*** Begin section ***
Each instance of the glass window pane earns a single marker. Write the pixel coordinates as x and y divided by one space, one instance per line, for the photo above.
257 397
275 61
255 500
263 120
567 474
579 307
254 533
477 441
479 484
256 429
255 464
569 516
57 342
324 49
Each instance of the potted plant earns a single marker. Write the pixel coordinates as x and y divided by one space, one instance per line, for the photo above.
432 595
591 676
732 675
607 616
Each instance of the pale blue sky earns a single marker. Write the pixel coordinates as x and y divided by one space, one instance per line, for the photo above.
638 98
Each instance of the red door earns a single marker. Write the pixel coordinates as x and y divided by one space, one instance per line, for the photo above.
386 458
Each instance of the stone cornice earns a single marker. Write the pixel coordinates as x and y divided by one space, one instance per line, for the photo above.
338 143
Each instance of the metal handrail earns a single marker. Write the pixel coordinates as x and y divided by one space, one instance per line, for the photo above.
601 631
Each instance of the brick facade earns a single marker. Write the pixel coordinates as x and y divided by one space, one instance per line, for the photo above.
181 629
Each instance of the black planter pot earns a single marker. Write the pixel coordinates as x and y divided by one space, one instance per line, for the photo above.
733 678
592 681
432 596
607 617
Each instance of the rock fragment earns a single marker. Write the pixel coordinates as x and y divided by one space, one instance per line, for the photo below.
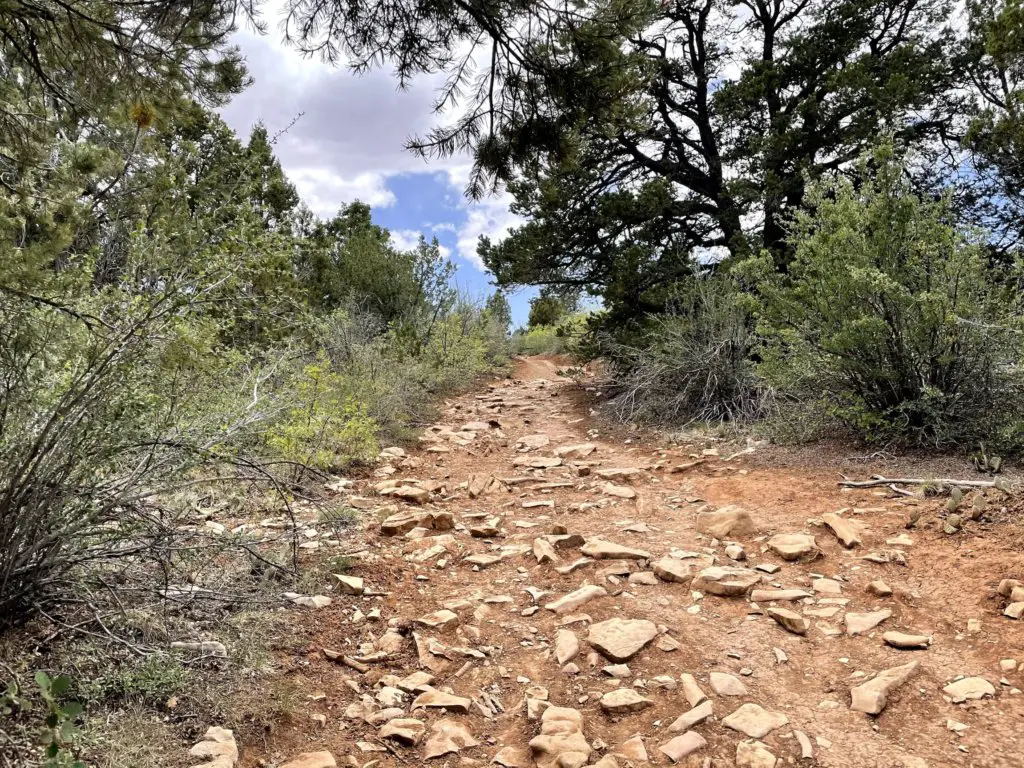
671 569
844 529
621 639
858 624
725 522
573 600
219 747
683 745
688 719
909 642
566 646
624 701
448 736
794 546
725 581
969 688
754 754
561 742
790 621
311 760
871 697
602 550
408 731
726 685
755 721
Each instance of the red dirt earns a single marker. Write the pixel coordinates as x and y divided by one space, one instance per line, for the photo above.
947 581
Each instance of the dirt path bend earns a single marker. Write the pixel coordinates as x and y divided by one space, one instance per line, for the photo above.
537 594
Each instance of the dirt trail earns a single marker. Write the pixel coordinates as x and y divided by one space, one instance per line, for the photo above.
493 643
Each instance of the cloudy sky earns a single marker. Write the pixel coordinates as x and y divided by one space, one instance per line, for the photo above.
346 144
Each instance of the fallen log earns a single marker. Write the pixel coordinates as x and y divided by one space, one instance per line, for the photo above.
875 481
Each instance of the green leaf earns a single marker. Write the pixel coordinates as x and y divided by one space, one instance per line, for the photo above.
60 685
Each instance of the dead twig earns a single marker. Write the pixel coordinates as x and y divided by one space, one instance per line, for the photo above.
876 481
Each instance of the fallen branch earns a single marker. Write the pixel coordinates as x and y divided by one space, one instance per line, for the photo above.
875 481
901 492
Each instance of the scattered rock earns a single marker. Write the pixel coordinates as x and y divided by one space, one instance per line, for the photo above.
576 452
539 462
633 750
844 529
569 602
544 551
561 742
826 587
880 589
726 685
311 760
794 546
727 521
858 624
349 585
671 569
621 639
622 492
438 619
755 721
725 581
691 691
448 736
683 745
806 750
968 688
205 647
791 621
219 747
871 697
1007 587
487 528
735 552
900 640
688 719
624 701
435 699
617 473
566 646
754 754
513 757
408 731
767 596
601 550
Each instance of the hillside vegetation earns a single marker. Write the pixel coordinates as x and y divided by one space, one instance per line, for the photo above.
805 215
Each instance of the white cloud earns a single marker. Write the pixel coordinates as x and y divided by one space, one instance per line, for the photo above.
407 240
404 240
350 137
325 192
349 130
489 216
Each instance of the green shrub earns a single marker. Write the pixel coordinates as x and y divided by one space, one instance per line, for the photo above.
562 338
691 365
891 316
326 426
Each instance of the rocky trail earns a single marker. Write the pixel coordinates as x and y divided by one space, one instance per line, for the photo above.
528 591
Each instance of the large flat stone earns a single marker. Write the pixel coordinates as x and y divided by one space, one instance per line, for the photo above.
621 639
602 550
871 697
725 581
725 522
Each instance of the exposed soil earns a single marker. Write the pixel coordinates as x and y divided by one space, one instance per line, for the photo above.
946 581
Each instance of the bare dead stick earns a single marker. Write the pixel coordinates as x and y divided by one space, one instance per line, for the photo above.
919 481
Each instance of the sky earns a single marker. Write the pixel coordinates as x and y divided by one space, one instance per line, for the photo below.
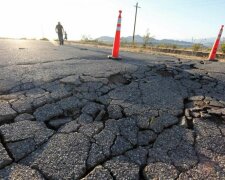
*** End section ***
» WHAT NEEDS TO BE DONE:
Without the pictures, give all the records above again exactly.

» ANSWER TO THE EXERCISE:
Each instance of the glass window pane earns a single marker. Write the pixel coordinates as x and y divided by one space, one instance per line, for the photo above.
257 397
275 61
255 500
263 120
567 474
579 307
254 533
477 441
479 484
256 429
255 464
569 516
57 342
324 49
Each instance of the potted plant earns a single marker. Write the pixel coordinates as x and y divided by one space, one instance per line, for the photo above.
432 595
591 676
732 675
607 616
Each instance of the pale blue sky earns a single marker. Write the pixel coordinates as x and y divided by one space, one instance per line, for the photo above.
638 98
Each instance of the red door earns a single marker. Write the pixel coordinates as x and y divided by one space, one instance per line, for the photo above.
386 458
Each instance of the stone cornice earns a single marker. Write the pixel coordinates as x and y divided by one space, one instance per line, for the photo above.
338 143
Each instance of the metal handrail earns a single marker. Write the pixel coordinates as x and y divided by one space, one instance per line, for the photo above.
601 631
Each instance of the brick facade earns a single marker. Write the pixel coordinates as x and y divided by one space, one instance per line, for the photo above.
181 629
Each instance of the black planter pot earns a single marker. Write the pixel coordinates as x and y divided by one space, one instance per line, for the photo above.
733 678
592 681
432 596
607 617
Each instance of the rock fragment earns a single marker. Write the pixel coordinates as x and y divided by one space, one instance per line, for the photo below.
671 569
844 529
621 639
858 624
725 522
573 600
219 747
683 745
688 719
909 642
566 646
624 701
448 736
794 546
725 581
969 688
754 754
561 742
790 621
311 760
871 697
602 550
408 731
726 685
755 721
Each instance of the red dirt earns a single marker. Write the pixel coordinates as x and y divided by one space, one instance per line, for the photo above.
947 581
Each instance of the dirt path bend earns a single marker. Write the pixel coordinates as x and y divided by one space, one instance per line, for the photo above.
537 594
Each instance of the dirt trail earns a single marker. Write the pixel coordinates as x and y divided by one space, one instance per line, for the photo above.
493 643
Each instance of the cloudy sky earns a single marker. Write the pixel coordinates as x and y divided by one space, one instance per line, for the photo above.
346 144
Each instance of the fallen log earns a single marker. Write the pixel coordinates as x and y divided by one space, one instance per line, for the photo above.
875 481
Each instance of the green leaf earns a single marker. Write the pixel coordinates as x and y divided by one space, one instance per line, for the photo above.
60 685
Each instance of the dead twig earns a single marker. Write the pixel coordinates as x and y divided by one space, one instance per line, for the photo above.
876 481
Each instance of the fallen branch earns a single marker. Write the pixel coordinates as x and y divided by one space, one instance per line, for the photo above.
875 481
901 492
Each instance of the scattered rock earns a single marker. Write the pixel coordinates as x and y divided by one space, one instance per line, for the photo above.
576 452
539 462
633 750
844 529
569 602
544 551
561 742
826 587
880 589
726 685
311 760
794 546
727 521
858 624
349 585
671 569
621 639
622 492
438 619
755 721
725 581
691 691
448 736
683 745
806 750
968 688
205 647
791 621
219 747
871 697
1007 587
487 528
735 552
900 640
688 719
624 701
435 699
617 473
566 646
754 754
513 757
408 731
767 596
601 550
Each instance of the hillside vegetation earns a single marker. Write the pixel coordinates as x and y divided by one space, one instance per line, for the photo above.
805 215
Each instance of the white cloud earns a single marker. Write the pixel coordinates as x and y divided by one space, one instance per line, for the photo above.
407 240
404 240
350 137
325 192
349 130
489 216
Each instance of the green shrub earns a single marker. Write the pixel coordinates as x and y divided by one space, one instance per line, for the photo above.
562 338
691 365
891 316
326 426
Each instance of the rocky trail earns a single marker. Write the pixel coordinates as x and y divided by one space, one instance per line, for the photo above.
528 591
Each instance of the large flat stone earns a single marker. Write the pixel coordinates as x and y divided by one space, one instance per line, for the photo above.
621 639
602 550
871 697
725 581
725 522
Each instance of the exposed soil earns a single marker. Write the pixel coordinates as x and y divided by one space, one instance per line, for the photo above.
946 581
Each instance of the bare dead stick earns a single marker. Write the pixel coordinates as x and y divided by one space, one instance per line, for the photo above.
919 481
Each instance of the sky earns a single marker. Write the pixel coordinates as x and y divided by one space, one instance per line, for the photo below.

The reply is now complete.